EXERCISE MATERIALS:
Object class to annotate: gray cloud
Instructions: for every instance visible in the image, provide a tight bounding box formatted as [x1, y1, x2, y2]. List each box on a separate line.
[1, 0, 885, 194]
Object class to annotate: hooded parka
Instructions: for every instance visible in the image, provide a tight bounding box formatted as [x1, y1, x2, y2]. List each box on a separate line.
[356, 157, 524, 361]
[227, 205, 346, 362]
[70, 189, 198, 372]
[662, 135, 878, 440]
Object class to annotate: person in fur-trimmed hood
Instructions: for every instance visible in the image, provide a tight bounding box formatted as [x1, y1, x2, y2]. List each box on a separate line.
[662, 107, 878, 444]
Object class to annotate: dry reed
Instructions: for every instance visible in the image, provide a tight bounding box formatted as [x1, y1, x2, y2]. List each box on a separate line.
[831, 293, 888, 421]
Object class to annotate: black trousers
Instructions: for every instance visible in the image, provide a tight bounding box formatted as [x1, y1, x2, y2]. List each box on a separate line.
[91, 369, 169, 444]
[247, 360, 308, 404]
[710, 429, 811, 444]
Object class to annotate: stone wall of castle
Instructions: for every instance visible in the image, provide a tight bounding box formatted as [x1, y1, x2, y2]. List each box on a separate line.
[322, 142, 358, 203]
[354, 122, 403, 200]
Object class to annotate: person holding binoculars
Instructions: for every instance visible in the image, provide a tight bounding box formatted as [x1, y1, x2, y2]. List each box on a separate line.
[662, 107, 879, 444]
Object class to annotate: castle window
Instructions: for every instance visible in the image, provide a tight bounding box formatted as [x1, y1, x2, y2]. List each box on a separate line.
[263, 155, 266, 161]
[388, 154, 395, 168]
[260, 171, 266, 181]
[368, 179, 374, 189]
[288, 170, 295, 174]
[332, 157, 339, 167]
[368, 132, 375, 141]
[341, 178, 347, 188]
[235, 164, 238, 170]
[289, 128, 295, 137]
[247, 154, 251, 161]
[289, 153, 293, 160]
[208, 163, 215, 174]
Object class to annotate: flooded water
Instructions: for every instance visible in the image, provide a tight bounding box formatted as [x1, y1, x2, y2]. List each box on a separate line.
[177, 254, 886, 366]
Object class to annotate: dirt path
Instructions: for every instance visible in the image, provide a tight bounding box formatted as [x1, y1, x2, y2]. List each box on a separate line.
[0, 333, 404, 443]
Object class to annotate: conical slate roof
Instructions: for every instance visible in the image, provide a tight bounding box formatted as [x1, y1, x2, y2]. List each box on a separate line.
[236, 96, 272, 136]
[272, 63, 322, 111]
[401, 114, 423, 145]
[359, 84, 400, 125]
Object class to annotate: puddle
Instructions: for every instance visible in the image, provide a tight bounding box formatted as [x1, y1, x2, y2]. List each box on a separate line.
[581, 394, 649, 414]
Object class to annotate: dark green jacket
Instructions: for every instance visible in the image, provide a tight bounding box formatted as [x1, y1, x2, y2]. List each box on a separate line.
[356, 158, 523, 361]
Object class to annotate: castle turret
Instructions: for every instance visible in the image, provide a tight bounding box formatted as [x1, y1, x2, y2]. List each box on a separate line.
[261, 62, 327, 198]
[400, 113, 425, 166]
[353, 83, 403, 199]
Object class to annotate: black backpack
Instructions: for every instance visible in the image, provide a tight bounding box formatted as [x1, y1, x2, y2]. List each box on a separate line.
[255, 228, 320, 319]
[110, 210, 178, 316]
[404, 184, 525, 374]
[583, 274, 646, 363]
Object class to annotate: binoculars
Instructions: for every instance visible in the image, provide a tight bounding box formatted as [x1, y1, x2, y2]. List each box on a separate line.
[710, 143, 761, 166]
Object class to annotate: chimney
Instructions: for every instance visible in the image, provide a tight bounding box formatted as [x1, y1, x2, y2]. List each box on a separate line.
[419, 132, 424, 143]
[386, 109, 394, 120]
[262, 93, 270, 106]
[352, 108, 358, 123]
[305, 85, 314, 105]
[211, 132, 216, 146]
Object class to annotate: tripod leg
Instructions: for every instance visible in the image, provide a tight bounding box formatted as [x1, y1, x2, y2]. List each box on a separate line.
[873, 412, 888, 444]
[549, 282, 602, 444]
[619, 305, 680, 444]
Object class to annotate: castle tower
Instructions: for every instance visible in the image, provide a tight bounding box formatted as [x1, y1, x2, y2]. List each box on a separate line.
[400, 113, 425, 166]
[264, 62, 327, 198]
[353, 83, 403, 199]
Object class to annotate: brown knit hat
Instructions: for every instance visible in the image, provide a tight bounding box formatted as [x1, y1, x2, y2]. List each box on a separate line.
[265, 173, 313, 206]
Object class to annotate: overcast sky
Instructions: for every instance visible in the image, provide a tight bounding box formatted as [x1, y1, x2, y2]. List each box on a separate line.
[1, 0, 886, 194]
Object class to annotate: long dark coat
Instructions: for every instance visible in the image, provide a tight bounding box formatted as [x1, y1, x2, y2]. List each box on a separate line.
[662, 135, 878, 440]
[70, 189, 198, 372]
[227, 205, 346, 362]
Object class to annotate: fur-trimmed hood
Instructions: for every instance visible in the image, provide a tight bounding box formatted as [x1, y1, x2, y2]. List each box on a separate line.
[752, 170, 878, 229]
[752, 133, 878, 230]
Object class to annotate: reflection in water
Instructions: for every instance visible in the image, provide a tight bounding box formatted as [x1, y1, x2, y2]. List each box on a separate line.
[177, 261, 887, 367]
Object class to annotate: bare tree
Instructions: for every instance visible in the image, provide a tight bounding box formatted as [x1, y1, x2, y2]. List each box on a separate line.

WHAT IS EXPECTED: Wherever a line of the records above contains the string "dark", copy that line out.

YOUR RESPONSE:
Object class to annotate: dark green jacket
Object class to annotate: long dark coat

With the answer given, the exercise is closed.